**DO THIS:**
Would you restate all the data that follows, word for word?

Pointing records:
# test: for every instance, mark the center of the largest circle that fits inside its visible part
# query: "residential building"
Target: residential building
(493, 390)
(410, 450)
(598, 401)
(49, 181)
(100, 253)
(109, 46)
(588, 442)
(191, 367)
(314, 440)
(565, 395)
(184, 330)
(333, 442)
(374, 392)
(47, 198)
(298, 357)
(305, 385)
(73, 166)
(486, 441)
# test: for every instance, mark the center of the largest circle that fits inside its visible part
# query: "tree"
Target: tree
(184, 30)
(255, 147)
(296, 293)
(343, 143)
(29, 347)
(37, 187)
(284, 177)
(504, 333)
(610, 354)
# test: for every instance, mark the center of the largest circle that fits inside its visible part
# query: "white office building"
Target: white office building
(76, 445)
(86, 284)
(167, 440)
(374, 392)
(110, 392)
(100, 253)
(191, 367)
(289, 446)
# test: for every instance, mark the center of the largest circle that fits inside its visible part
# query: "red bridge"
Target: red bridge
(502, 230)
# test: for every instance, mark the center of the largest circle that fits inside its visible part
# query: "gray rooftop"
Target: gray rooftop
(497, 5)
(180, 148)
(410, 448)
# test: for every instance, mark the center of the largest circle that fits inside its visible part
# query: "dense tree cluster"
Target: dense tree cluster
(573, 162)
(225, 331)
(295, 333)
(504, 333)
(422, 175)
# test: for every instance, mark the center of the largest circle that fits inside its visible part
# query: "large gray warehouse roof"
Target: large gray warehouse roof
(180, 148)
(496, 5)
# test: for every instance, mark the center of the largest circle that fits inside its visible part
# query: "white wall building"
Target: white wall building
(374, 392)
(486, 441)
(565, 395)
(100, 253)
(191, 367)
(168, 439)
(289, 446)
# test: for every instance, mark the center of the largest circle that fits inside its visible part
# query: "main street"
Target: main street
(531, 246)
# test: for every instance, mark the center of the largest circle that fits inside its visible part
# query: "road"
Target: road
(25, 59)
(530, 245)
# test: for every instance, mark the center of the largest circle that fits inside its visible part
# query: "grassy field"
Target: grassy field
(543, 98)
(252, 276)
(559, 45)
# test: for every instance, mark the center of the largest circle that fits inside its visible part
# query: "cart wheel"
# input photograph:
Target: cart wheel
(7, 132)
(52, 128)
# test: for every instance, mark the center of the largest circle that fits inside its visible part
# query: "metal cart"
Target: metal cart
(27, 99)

**SOLVED PROBLEM:**
# test: for every instance, mark the center of the largest circle that fits inside its visible part
# query: "residential building"
Target: residential building
(493, 390)
(410, 450)
(598, 401)
(49, 181)
(100, 253)
(109, 46)
(588, 442)
(191, 367)
(314, 440)
(565, 395)
(184, 330)
(333, 442)
(374, 392)
(47, 198)
(298, 357)
(305, 385)
(73, 166)
(486, 441)
# test: for every instance, mark the center of the largest circle that fits inside its visible part
# query: "tree"
Target: tree
(184, 30)
(255, 147)
(296, 293)
(343, 143)
(29, 347)
(37, 187)
(284, 177)
(504, 333)
(610, 354)
# test: for every instance, mark the center of the largest circle that fits inside its visible part
# query: "white office building"
Target: white office building
(76, 445)
(86, 284)
(167, 440)
(374, 392)
(110, 392)
(100, 253)
(191, 367)
(289, 446)
# test: for every instance, mark the center of the largest circle that fits inside its visible part
# query: "red bridge"
Target: red bridge
(502, 230)
# test: for every instance, mark the center of the largest circle that fits inside its visible part
# query: "gray rooftop"
Target: gray rooftop
(497, 5)
(180, 148)
(410, 448)
# test: for every instance, mark the center of the largest circle that fits inside its visible part
# query: "dense tree cluster"
Target: dense tree cluster
(573, 162)
(225, 331)
(295, 333)
(504, 333)
(422, 175)
# test: for every instance, mark the center of the largest circle that fits inside its visible part
# query: "large gray warehouse roof"
Target: large gray warehouse roof
(180, 148)
(496, 5)
# test: for every instance, mark the center of the largest circle that fits inside its visible part
# query: "white wall building"
Target: white wall building
(374, 392)
(486, 441)
(565, 395)
(100, 253)
(191, 367)
(168, 439)
(289, 446)
# test: for every instance, mark the center of the largest circle that fits inside its visible part
# query: "main street"
Target: main street
(531, 246)
# test: for every instance, mark the center of the largest circle that fits inside its visible part
# query: "road"
Target: road
(25, 59)
(530, 245)
# test: for every instance, mark the center of the largest circle that fits inside its visible part
# query: "grassy field"
Target: grassy field
(543, 98)
(252, 276)
(559, 45)
# test: for every instance, mark the center of the largest circle that fits inside its visible part
# query: "cart wheel"
# input photograph:
Target: cart wheel
(7, 132)
(52, 128)
# test: for every instance, mark the center of the largest circle that fits inside its visible part
# query: "metal cart"
Target: metal cart
(27, 99)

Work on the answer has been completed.